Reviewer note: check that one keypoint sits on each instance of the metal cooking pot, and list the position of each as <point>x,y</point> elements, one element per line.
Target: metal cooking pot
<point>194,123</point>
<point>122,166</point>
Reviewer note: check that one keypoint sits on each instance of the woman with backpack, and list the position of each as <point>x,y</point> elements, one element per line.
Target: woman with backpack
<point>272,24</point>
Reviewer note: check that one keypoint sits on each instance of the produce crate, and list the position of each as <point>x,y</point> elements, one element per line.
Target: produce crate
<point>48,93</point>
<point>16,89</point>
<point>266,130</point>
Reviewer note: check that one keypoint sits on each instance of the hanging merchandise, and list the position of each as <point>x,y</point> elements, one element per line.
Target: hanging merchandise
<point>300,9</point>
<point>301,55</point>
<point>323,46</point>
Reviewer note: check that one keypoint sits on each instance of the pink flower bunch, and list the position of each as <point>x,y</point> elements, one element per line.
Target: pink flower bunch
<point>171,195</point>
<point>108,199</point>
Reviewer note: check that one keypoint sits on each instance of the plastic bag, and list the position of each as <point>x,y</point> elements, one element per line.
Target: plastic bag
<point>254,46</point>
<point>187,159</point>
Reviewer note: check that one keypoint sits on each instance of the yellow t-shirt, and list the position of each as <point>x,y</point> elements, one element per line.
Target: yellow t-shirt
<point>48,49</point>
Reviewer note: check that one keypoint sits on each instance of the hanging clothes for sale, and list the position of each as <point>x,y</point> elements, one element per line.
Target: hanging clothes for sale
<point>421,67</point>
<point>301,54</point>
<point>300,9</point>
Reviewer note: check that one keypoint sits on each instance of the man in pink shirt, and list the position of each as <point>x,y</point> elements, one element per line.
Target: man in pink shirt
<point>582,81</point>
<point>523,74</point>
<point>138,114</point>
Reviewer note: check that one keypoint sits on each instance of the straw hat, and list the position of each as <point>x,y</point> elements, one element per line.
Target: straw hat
---
* _Task brief_: Starting at the beginning of the material and ending at the line that contains "<point>266,130</point>", including that line, lay out each line as a Markdown table with the columns Row and Text. Number the rows and leave out any blank lines.

* _Answer to the exercise_:
| Row | Text |
|---|---|
| 1 | Reviewer note: check that one keypoint sits on each instance of the metal cooking pot, and list the position of each as <point>x,y</point> elements, one element per line. |
| 2 | Target: metal cooking pot |
| 3 | <point>194,123</point> |
| 4 | <point>122,166</point> |
| 5 | Reviewer note: check that one keypoint sits on each instance of the woman with backpack, and list the position of each as <point>x,y</point> elements, one element per line. |
| 6 | Target: woman with backpack |
| 7 | <point>272,24</point> |
| 8 | Reviewer note: check that one keypoint sits on each instance of the produce crate, and list the position of each as <point>x,y</point> elements, one element per line. |
| 9 | Target: produce crate |
| 10 | <point>48,93</point> |
| 11 | <point>16,89</point> |
| 12 | <point>266,130</point> |